§ **TASK REQUIREMENTS**
Each line from the one containing "Pick out each instance of the window frame" through the end of the data is to be written out exactly, and nothing more.

§ **Dataset entries**

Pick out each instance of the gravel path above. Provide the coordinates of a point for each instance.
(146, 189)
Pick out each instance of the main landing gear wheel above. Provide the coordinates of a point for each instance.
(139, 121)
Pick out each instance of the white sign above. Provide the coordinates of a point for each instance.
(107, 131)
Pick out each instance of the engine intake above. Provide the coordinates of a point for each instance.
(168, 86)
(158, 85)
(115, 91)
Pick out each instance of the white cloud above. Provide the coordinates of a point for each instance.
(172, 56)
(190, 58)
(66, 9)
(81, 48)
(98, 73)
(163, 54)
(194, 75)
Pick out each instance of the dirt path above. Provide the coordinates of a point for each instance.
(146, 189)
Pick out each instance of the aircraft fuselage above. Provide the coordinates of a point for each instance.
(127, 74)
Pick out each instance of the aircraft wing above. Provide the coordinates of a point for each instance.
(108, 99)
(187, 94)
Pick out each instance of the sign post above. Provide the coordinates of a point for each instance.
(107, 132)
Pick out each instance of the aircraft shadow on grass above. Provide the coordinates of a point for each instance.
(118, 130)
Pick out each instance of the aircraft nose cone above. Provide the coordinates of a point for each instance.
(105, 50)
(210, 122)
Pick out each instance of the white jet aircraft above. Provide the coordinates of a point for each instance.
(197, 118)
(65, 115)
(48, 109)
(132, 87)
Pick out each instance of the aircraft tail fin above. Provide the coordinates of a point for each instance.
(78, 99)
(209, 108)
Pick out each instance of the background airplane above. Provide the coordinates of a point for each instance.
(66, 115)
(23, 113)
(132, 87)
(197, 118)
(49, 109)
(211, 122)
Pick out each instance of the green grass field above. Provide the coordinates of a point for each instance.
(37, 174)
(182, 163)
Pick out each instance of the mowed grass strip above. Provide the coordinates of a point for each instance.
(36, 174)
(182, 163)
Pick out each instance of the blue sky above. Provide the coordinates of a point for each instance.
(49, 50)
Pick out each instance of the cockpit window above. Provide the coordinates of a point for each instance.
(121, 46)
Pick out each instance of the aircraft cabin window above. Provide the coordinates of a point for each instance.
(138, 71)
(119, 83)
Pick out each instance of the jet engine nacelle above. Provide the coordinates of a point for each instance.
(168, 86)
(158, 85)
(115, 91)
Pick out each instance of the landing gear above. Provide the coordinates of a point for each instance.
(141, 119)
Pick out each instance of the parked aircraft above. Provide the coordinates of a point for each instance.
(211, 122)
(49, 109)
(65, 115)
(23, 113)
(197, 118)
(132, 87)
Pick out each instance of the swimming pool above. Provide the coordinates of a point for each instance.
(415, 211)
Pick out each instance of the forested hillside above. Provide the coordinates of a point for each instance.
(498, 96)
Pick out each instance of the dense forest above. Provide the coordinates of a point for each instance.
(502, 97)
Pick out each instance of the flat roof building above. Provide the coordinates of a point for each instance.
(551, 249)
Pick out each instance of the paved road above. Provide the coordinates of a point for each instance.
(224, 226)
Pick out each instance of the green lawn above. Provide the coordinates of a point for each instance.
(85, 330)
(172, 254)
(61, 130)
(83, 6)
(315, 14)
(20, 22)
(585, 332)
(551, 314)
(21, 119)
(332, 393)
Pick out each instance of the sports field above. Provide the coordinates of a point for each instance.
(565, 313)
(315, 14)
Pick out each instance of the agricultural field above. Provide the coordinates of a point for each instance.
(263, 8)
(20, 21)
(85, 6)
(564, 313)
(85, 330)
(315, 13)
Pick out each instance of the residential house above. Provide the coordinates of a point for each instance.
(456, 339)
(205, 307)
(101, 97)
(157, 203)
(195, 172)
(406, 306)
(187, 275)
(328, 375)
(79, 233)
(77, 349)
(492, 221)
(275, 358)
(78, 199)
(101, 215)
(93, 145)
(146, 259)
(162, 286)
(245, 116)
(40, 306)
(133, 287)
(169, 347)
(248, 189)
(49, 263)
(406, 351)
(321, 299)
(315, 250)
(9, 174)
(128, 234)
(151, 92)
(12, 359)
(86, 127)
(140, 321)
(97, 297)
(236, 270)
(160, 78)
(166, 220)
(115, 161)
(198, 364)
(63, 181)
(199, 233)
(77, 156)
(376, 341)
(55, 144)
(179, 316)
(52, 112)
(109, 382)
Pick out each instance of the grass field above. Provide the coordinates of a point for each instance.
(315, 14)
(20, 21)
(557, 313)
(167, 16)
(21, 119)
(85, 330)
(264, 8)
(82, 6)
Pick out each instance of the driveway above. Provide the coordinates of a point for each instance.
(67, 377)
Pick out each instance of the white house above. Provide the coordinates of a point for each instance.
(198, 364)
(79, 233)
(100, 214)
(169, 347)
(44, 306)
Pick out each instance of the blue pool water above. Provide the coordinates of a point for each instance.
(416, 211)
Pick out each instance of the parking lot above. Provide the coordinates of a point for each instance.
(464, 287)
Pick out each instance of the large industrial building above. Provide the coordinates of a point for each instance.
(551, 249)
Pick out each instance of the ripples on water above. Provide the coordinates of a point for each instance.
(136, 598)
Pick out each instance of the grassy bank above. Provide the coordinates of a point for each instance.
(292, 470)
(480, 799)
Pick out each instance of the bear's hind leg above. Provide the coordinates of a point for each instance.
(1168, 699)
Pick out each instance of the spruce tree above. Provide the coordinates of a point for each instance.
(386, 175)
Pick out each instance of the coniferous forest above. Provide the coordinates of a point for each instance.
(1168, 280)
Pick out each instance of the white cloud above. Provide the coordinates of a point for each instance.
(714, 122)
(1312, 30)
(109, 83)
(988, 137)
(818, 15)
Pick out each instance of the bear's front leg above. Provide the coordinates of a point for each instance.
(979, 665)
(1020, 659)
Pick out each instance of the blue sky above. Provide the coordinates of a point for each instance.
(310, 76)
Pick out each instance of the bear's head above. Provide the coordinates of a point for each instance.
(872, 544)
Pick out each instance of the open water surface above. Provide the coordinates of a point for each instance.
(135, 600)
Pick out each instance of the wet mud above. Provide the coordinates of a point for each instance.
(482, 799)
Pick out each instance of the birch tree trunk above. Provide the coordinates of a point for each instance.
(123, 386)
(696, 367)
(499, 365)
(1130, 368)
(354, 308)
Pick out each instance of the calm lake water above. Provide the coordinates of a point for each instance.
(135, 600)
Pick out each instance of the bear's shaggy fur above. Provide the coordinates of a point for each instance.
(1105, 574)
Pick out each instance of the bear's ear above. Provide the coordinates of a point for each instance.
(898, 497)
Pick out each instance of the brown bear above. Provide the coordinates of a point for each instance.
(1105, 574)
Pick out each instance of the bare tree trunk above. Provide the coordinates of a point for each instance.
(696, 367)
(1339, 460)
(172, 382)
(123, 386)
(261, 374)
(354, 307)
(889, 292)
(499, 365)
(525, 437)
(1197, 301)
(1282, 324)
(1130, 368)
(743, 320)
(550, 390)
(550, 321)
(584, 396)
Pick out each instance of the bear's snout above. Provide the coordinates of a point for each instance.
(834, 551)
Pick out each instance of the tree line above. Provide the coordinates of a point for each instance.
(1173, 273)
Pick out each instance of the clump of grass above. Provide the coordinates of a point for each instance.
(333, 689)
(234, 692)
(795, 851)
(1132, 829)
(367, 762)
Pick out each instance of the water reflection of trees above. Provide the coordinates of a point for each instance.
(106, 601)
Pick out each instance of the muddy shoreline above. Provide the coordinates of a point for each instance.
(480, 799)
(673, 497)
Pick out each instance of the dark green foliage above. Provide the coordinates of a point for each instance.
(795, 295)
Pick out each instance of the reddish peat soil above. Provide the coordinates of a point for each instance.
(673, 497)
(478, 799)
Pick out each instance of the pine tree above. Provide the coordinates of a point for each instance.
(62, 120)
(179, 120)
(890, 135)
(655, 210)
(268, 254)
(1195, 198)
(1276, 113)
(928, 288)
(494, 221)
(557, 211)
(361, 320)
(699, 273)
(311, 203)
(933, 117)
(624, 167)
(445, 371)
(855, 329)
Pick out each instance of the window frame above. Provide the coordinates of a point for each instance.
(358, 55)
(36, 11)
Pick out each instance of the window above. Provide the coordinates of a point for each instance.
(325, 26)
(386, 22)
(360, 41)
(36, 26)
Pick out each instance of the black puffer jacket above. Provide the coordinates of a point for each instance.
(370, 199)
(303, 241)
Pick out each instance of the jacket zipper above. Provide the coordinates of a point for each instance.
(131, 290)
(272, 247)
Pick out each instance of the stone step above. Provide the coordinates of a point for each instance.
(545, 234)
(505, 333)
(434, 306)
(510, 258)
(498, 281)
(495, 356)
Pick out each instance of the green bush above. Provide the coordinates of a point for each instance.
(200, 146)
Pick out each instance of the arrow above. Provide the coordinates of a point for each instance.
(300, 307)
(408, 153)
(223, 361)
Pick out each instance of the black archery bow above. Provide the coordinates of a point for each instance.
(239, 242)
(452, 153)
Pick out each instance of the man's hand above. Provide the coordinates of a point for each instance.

§ **SOLUTION FOR THIS TASK**
Pick out each instance of the window frame above. Provide the coordinates of a point for each instance.
(358, 55)
(36, 11)
Pick out each instance of the window above. Provide the coordinates of a point for each instance.
(325, 26)
(386, 22)
(360, 41)
(36, 26)
Pick out each instance of the black puffer jacket above. Provide the coordinates of a point for each instance.
(370, 199)
(303, 241)
Pick out each instance of the jacket zipper above. Provide the coordinates of a point for each instance.
(131, 290)
(272, 247)
Pick out each instance of the stone step above. Provide the coordinates of a point for each instance.
(545, 234)
(505, 333)
(434, 306)
(510, 258)
(498, 281)
(495, 356)
Pick out each instance of the green bush above. Provide the coordinates of a point for each instance.
(200, 146)
Pick out each instance of the arrow above. Provide the coordinates of a point for each instance.
(300, 307)
(408, 153)
(223, 361)
Pick out each instance of the black archery bow above. Provide the coordinates of a point for each instance.
(239, 242)
(452, 153)
Pick out each instance of the man's hand above. Provide the coordinates of a point for each instance.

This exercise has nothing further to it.